# DOCUMENT PASSAGE
# Hello and Rapido Advise please



## 114397 (Jul 14, 2008)

Hello to everyone, we are new to this site. 

We are looking to buy either a new (2008 current models) Rapido 965M or 990M. Does anyone have any experience good or bad , of either of these? 
One other question - do these models have a double floor , I know the Fiat 90DF range does, but not sure about the Merc , being rear wheel drive? The brochure doesn't specifically mention it.

Any advise appreciated.


----------



## JohnsCrossMotorHomes (Jul 21, 2007)

vanseeker said:


> Hello to everyone, we are new to this site.
> 
> We are looking to buy either a new (2008 current models) Rapido 965M or 990M. Does anyone have any experience good or bad , of either of these?
> One other question - do these models have a double floor , I know the Fiat 90DF range does, but not sure about the Merc , being rear wheel drive? The brochure doesn't specifically mention it.
> ...


Hi best place to buy for good customer service and advice is Caravannes Rapido Wokingham. Berkshire.

Peter


----------



## Jean-Luc (Jul 21, 2005)

Hi Vanseeker, We have a Rapido 963F (2005) and find the build quality and external finish (gel coat) to be fantastic and would happily recommend the marque after 3years and 35,000km. However, watch out for a less than generous payload on the Merc based models and no they don't have the double floor which is available on the Alko chassis based FIAT models. Incidentally the FIAT models can have a much greater payload than their Merc brethren.
Colin


----------



## Bagshanty (Jul 24, 2005)

Agree - Caravannes Rapido at Wokingham is THE place for Rapidos - small firm, fantastic service


----------



## carol (May 9, 2005)

Good evening Vanseeker

Can't say about those particular models, we have just taken delivery of a new Rapido 7090F - this doesn't have the double floor but does have the alko chassis.....

We purchased ours in Germany as we wanted LHD...and why France...which would probably have been better, but we have friends in Germany and bought it at Dusseldorf last year.

We are pleased with the make, but we did order the Maxi chassis for the extra payload (and we have the 3ltr engine due to ordering the automatic)

If you want LHD you could look overseas...the Paris show is around mid September, and might be worth a visit...

Others on here have bought in France for a Rapido. If you are only going to be in UK, then RHD is the way to go, and Caravanes Rapido is where I would suggest. (They couldn't match or better my German price)

Carol


----------



## ColinC (Oct 19, 2007)

*Hello and Rapido Advise*

Hello Vanseeker

Can't comment on the 2 specific models you mention. But you might be interested to know that some months ago we traded our Rapido 749M (after 6 1/2 years and 55,000 miles) for a 9048df (which has done nearly 5,000 miles already). We are are absolutely committed to Rapidos and can agree with the earlier comments re build quality and gelcoat finish. Also agree the very friendly and professional service of the Rapido people at Wokingham. As regards payload we have found this to be very tight on our new van, even though this is the smallest and lightest of the A class vans. I would think on the Mercedes you might have to think seriously about the 3850 chassis unless you are proposing to travel with an empty van.

Colin


----------



## tony50 (Oct 16, 2007)

exchanged our 3 litre automatic 990M for a992MH at Caravannes Rapido of Wokingham just to have a island bed you will love the 990M goes very well at about 55-60 it averaged 24 m.p.g .in europe last year but i had only done a few thousand miles from new last year,but i am biased i have always liked the sprinter,(retired garage owner)


----------

# WORK ORDER A
Repeat the forum thread on Rapido motorhomes word for word, from "## carol (May" up to and including "the alko chassis.....".
# WORK ORDER B
Reproduce the listing lines from the line with "For every <instance>" up to and including the line with "79L410 85L406 74L384", unchanged and with nothing else.

(Collected data)

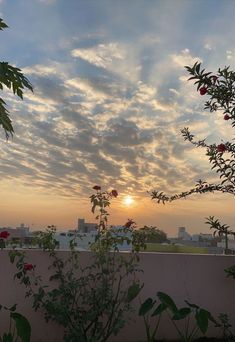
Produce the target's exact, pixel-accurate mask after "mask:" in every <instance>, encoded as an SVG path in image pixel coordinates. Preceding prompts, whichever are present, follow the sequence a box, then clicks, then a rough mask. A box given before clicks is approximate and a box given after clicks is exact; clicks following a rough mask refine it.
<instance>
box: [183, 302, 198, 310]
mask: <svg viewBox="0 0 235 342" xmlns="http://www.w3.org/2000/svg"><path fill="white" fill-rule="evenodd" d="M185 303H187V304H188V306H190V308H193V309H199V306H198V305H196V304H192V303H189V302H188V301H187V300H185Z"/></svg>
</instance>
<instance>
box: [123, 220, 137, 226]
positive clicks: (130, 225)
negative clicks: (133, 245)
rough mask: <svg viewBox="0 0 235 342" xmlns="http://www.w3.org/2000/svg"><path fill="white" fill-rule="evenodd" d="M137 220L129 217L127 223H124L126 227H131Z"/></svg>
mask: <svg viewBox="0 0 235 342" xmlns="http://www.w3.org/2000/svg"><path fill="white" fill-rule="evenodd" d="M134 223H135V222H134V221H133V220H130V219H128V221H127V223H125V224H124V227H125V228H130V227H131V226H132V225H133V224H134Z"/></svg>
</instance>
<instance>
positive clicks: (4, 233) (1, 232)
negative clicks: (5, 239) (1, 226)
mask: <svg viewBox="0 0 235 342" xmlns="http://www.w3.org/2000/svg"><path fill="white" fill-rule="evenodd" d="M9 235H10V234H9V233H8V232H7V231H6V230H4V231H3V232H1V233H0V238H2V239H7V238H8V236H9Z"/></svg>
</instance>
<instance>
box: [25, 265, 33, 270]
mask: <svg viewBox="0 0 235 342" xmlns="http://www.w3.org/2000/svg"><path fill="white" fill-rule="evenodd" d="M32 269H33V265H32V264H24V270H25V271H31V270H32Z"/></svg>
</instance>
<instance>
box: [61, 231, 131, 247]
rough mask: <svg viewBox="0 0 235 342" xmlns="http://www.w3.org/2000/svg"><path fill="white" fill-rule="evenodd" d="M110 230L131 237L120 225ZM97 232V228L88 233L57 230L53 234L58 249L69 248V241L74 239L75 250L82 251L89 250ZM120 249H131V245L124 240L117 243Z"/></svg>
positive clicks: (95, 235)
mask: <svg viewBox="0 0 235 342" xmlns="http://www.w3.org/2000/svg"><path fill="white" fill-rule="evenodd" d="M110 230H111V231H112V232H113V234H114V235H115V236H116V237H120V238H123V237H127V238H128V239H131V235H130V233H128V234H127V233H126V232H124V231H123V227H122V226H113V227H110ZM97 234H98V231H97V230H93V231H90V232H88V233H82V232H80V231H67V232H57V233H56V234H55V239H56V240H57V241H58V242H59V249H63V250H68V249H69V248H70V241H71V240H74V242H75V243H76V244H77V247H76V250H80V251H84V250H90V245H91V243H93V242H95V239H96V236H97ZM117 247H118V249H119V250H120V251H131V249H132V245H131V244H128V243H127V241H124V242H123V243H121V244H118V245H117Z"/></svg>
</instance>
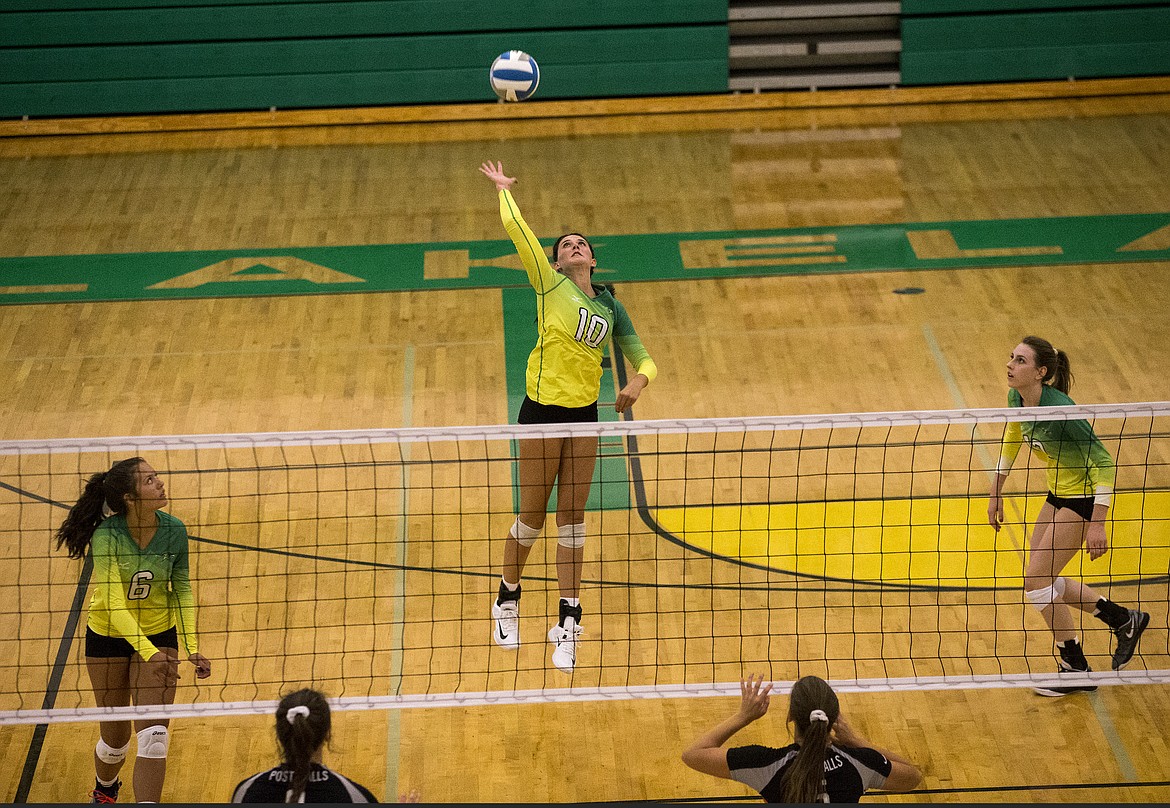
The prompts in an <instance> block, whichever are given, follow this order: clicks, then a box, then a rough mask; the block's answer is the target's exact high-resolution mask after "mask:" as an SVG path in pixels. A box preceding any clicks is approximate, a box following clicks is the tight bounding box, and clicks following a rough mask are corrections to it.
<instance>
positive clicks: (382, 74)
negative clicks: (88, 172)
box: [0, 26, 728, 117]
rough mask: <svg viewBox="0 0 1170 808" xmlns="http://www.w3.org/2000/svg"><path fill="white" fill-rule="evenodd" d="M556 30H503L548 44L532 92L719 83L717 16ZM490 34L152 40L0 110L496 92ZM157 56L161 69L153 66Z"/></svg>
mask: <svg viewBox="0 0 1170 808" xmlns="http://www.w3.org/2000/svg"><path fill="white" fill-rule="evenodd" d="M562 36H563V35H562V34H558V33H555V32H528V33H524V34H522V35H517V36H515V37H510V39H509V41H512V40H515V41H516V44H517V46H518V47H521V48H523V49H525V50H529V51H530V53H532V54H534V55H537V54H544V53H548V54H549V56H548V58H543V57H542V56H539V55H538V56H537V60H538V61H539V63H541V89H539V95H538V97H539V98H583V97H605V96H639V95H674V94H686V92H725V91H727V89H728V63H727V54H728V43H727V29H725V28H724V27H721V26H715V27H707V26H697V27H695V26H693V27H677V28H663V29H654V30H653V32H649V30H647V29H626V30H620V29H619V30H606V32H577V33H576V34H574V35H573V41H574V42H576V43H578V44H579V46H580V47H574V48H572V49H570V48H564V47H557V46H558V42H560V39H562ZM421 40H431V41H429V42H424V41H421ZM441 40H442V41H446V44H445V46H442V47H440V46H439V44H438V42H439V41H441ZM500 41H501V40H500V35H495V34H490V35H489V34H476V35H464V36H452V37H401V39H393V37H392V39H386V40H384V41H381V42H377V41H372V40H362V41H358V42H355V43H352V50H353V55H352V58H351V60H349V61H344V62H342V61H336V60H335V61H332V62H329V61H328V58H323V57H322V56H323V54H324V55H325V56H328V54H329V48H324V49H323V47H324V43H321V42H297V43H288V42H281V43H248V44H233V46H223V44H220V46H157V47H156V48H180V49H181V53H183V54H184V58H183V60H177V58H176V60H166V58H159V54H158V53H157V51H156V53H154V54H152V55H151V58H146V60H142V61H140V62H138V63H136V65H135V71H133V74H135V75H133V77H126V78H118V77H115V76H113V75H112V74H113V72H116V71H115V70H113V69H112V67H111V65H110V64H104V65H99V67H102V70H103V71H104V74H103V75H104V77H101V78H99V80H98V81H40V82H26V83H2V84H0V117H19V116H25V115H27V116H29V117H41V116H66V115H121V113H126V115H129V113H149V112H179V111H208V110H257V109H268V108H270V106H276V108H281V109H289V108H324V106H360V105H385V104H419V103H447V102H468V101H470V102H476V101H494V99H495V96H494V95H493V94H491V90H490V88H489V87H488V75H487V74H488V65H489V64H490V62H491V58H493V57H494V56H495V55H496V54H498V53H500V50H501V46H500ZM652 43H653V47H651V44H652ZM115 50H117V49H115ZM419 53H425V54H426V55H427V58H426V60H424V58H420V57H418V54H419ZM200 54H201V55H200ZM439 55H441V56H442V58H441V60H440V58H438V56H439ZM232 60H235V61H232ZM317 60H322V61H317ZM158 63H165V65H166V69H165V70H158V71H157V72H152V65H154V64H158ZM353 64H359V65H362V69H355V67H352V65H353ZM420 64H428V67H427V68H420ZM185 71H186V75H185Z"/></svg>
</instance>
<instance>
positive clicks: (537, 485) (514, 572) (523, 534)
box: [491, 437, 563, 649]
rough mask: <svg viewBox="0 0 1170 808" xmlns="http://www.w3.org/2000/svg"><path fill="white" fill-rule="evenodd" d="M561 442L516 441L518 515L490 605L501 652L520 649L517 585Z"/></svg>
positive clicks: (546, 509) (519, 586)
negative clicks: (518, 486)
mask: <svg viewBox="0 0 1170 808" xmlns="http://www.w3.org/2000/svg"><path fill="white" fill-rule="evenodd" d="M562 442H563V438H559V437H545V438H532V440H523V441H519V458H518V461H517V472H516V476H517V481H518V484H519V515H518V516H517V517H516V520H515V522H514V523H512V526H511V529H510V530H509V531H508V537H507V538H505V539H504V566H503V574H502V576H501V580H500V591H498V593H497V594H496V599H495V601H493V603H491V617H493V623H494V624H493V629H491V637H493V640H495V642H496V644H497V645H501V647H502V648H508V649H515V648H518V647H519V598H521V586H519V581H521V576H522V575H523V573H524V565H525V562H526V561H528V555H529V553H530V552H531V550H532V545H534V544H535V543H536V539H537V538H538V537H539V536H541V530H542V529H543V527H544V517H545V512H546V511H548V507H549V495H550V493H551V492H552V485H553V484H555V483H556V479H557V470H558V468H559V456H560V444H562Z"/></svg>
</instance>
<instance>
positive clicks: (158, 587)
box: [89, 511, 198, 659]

--

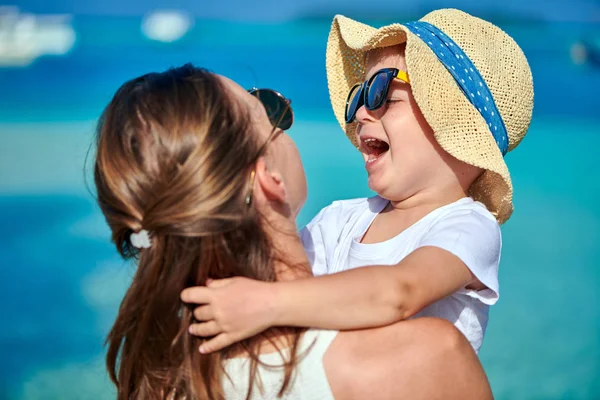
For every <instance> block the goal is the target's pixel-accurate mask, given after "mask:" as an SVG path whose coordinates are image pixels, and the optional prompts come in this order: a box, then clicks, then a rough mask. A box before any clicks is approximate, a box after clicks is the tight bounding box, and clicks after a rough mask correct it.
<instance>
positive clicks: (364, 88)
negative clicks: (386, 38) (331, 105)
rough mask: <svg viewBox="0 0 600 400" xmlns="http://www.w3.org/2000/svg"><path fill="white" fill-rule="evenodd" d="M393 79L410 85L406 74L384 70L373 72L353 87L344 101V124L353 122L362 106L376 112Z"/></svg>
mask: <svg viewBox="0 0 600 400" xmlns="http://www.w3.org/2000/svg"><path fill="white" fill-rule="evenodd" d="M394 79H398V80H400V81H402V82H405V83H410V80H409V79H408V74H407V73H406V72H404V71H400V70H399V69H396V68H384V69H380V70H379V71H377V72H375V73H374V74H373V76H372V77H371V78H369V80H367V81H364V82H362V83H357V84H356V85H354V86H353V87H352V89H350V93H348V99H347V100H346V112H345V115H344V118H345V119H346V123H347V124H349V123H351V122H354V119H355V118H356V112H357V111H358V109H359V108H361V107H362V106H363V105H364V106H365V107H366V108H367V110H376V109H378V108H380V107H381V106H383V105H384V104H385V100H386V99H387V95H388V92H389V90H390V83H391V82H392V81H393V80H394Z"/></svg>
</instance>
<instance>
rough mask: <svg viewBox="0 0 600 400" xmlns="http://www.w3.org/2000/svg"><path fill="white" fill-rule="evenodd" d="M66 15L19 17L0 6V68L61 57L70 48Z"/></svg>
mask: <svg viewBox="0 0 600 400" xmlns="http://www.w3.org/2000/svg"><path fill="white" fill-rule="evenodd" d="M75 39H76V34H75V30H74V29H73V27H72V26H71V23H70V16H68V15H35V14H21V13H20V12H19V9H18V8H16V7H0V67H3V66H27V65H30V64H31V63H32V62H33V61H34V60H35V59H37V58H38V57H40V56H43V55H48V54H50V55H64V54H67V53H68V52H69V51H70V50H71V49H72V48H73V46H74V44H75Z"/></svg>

# RESPONSE BOX A
## carol (May 9, 2005)

Good evening Vanseeker

Can't say about those particular models, we have just taken delivery of a new Rapido 7090F - this doesn't have the double floor but does have the alko chassis.....

# RESPONSE BOX B
For every <instance> block the goal is the target's pixel-accurate mask, given after "mask:" as an SVG path whose coordinates are image pixels, and the optional prompts come in this order: a box, then clicks, then a rough mask. A box before any clicks is approximate, a box after clicks is the tight bounding box, and clicks after a rough mask correct it.
<instance>
positive clicks: (364, 88)
negative clicks: (386, 38) (331, 105)
rough mask: <svg viewBox="0 0 600 400" xmlns="http://www.w3.org/2000/svg"><path fill="white" fill-rule="evenodd" d="M393 79L410 85L406 74L384 70L373 72L353 87L344 101V124L353 122L362 106L376 112Z"/></svg>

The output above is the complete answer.